▶ Set exercise a: Copy the passage of the commentary on U.S. losses in Iraq starting at "For an occupation" and ending at "be overly large.", substituting "Texas" for "California".

**** Selected excerpt

The below article argues, quite passionately, that the decision of the U.S. to fight in wars should not be about cost in lives, or fearing to commit troops because it will be assumed to be unpopular with the American public:


Politics, Death, and Morality in US Foreign Policy
http://www.airpower.maxwell.af.mil/airchronicles





I also find the argument bemoaning the "huge military losses" in the current Iraq war to be false.
An argument which is, of course, a liberal distortion of the truth.

The last time I looked, there was a total of 1550 dead American soldiers in Iraq, which doesn't even deduct the number of non-combat deaths from that number, due to car accidents, suicides, etc.
I also hasten to add that the confict in Iraq began on March 20, 2003, over two years ago.

For an occupation force of roughly 130,000 U.S. soldiers for a period of over two years, patrolling a country about the size of California and New Jersey combined, with a native population of roughly 25 million Iraqis, I don't consider 1550 deaths in two years to be overly large.

Especially considering the long-term good for the Iraqis, for the Arab region, and for the world that a democratic Iraq will result in.




As I've argued elsewhere, the losses are not unheard of levels. 1500 out of an average 150,000 troops in Iraq over most of the 2-year occupation of Iraq (recently reduced) comes out to about 0.01, or a 1 % ratio of soldier deaths in Iraq.
And again, that's not even deducting accident and suicide deaths from actual combat deaths.

********
**** Data shown

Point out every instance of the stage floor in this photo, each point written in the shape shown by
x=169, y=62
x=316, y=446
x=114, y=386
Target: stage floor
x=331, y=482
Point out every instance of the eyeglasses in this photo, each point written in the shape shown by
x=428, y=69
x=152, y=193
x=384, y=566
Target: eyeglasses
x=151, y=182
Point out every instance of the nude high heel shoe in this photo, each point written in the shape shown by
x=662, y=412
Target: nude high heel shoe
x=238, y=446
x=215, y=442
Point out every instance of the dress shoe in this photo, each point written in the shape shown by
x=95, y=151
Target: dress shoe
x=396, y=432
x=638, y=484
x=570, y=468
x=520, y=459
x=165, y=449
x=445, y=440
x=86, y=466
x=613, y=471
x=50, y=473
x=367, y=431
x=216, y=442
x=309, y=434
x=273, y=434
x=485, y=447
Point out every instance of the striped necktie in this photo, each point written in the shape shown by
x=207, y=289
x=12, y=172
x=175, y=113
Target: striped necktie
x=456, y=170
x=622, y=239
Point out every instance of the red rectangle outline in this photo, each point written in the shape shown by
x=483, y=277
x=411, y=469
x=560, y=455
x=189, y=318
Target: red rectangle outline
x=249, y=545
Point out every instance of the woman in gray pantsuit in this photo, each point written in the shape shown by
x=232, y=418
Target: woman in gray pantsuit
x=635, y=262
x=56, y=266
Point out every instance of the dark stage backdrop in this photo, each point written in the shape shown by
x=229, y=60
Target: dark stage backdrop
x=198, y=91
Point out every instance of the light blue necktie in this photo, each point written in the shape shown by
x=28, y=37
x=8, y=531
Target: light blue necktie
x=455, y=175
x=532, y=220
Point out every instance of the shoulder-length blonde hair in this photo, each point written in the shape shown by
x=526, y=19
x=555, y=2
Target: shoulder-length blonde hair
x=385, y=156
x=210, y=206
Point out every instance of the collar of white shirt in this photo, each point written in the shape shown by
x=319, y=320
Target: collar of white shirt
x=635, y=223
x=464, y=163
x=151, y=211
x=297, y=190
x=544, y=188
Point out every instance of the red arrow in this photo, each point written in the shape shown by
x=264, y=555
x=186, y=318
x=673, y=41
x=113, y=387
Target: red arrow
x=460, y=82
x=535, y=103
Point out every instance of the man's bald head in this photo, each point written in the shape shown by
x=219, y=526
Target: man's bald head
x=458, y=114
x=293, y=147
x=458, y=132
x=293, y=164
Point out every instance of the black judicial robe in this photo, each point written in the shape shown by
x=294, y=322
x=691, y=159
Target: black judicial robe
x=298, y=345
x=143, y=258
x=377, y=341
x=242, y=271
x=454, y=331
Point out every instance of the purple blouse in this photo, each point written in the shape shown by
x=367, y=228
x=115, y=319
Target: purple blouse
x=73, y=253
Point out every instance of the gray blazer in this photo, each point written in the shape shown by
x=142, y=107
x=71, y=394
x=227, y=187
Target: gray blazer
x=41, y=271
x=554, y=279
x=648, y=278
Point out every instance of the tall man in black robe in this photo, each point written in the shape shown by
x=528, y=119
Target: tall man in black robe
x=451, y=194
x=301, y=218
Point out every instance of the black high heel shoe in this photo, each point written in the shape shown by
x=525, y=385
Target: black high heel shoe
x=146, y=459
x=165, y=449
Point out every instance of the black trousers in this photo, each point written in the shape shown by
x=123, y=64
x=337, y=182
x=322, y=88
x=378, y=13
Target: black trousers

********

▶ Set exercise b: How many lines of the records above contain the word "outline"? Reply with the number only.

▶ Written solution a:
For an occupation force of roughly 130,000 U.S. soldiers for a period of over two years, patrolling a country about the size of Texas and New Jersey combined, with a native population of roughly 25 million Iraqis, I don't consider 1550 deaths in two years to be overly large.

▶ Written solution b: 2